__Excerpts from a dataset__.
::::::
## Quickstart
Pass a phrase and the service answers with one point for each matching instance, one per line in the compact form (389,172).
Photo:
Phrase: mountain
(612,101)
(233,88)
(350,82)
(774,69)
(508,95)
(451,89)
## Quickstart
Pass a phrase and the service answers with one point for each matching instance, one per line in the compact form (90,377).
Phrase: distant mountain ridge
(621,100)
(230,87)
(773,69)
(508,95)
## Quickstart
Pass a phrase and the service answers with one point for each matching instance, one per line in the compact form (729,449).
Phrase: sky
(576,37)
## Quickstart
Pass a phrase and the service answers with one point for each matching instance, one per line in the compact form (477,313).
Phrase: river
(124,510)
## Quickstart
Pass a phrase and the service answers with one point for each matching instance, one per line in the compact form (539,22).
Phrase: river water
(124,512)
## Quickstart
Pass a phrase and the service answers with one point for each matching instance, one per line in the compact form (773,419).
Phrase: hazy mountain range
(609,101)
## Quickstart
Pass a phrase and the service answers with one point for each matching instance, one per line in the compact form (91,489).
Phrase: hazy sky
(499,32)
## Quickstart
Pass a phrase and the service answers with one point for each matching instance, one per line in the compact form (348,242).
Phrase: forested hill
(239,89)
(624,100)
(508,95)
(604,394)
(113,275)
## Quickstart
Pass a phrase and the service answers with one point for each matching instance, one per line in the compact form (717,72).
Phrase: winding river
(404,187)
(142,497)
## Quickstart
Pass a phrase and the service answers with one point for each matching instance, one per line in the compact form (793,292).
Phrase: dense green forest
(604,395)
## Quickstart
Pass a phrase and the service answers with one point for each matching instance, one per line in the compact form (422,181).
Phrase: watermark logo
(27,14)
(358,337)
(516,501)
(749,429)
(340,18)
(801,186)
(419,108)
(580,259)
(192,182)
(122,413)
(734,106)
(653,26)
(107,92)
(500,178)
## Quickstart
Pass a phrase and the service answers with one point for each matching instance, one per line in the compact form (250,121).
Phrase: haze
::::::
__Work instructions__.
Return all entries exactly.

__Answer space__.
## Quickstart
Pass a phrase and the service answers with one point for each matching instance, one per line in the compact form (389,172).
Photo:
Phrase: mountain
(612,101)
(233,88)
(350,82)
(774,69)
(508,95)
(451,89)
## Quickstart
Pass a phrase and the service answers with one point for each matching instance, one per line in the compact form (90,377).
Phrase: distant mountain ridge
(621,100)
(230,87)
(773,69)
(508,95)
## Quickstart
Pass a phrase and the service answers with one point for each matching instance, one per line in the compact form (729,449).
Phrase: sky
(576,37)
## Quickstart
Pass a phrase and the service answers with one point for each matching instance, one per line in the compact form (477,313).
Phrase: river
(124,510)
## Quickstart
Pass a phrase and the service answers with one point for each matching instance, one per line in the compact form (539,22).
Phrase: river water
(124,512)
## Quickstart
Pass a phrase and the service answers with one point for each matching instance, one per line in the compact form (773,419).
Phrase: hazy mountain range
(609,101)
## Quickstart
Pass a phrase and the service answers with one point for each matching instance, one per line in the compact form (91,489).
Phrase: hazy sky
(499,32)
## Quickstart
Pass a phrase and the service answers with one point for each matching instance, one per line in the compact form (348,242).
Phrase: forested hill
(239,89)
(624,100)
(508,95)
(604,394)
(113,275)
## Quickstart
Pass a phrase and the service answers with one point for each matching instance, one per line in the compact form (717,72).
Phrase: winding river
(404,187)
(142,497)
## Quickstart
Pass a phrase and the service answers with one point for each matching instance, one per line in the compact form (793,292).
Phrase: dense green forest
(604,395)
## Quickstart
Pass a phrase and the service answers with one point for each matching instance, one per line in the compact form (422,181).
Phrase: watermark logo
(27,14)
(358,337)
(516,501)
(749,429)
(340,18)
(801,186)
(419,108)
(580,259)
(192,182)
(122,413)
(734,106)
(653,26)
(107,92)
(500,178)
## Quickstart
Pass a phrase and the service answers with one point for each matching instance, one per line in the compact form (250,121).
Phrase: haze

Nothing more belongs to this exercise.